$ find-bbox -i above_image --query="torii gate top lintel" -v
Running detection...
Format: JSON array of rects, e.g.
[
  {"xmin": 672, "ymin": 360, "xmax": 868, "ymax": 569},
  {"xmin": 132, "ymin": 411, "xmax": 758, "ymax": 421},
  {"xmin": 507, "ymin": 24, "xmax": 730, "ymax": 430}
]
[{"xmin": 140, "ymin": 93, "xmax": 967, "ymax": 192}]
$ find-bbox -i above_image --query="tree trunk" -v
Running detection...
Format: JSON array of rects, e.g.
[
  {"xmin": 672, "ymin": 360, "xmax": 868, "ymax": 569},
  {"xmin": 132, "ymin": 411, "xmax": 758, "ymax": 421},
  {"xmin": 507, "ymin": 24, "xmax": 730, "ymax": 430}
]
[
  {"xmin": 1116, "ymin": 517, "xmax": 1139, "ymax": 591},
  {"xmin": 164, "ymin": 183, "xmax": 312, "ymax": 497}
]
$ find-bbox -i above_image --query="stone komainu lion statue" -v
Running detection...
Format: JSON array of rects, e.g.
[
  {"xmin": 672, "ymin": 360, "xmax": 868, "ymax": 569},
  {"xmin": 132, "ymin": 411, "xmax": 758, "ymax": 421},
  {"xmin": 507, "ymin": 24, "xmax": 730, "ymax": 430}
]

○ ○ ○ ○ ○

What to produce:
Set down each entry exactly as it appears above.

Response:
$ find-bbox -i above_image --query="torii gate top lintel" -v
Running detection...
Format: JSON array of rects, e.g.
[
  {"xmin": 672, "ymin": 360, "xmax": 868, "ymax": 569},
  {"xmin": 132, "ymin": 411, "xmax": 758, "ymax": 421},
  {"xmin": 507, "ymin": 24, "xmax": 730, "ymax": 430}
]
[{"xmin": 140, "ymin": 93, "xmax": 967, "ymax": 192}]
$ find-bbox -i above_image --query="tree trunk" -v
Running detection...
Format: JSON array of rects, e.g.
[
  {"xmin": 672, "ymin": 360, "xmax": 868, "ymax": 569},
  {"xmin": 132, "ymin": 411, "xmax": 758, "ymax": 421},
  {"xmin": 507, "ymin": 24, "xmax": 730, "ymax": 430}
]
[
  {"xmin": 1116, "ymin": 517, "xmax": 1139, "ymax": 591},
  {"xmin": 164, "ymin": 183, "xmax": 312, "ymax": 497}
]
$ find-bbox -i above_image --query="stone komainu lion statue" -v
Running detection...
Format: JSON array of rects, e.g.
[
  {"xmin": 672, "ymin": 360, "xmax": 868, "ymax": 569},
  {"xmin": 132, "ymin": 411, "xmax": 758, "ymax": 421},
  {"xmin": 507, "ymin": 24, "xmax": 730, "ymax": 430}
]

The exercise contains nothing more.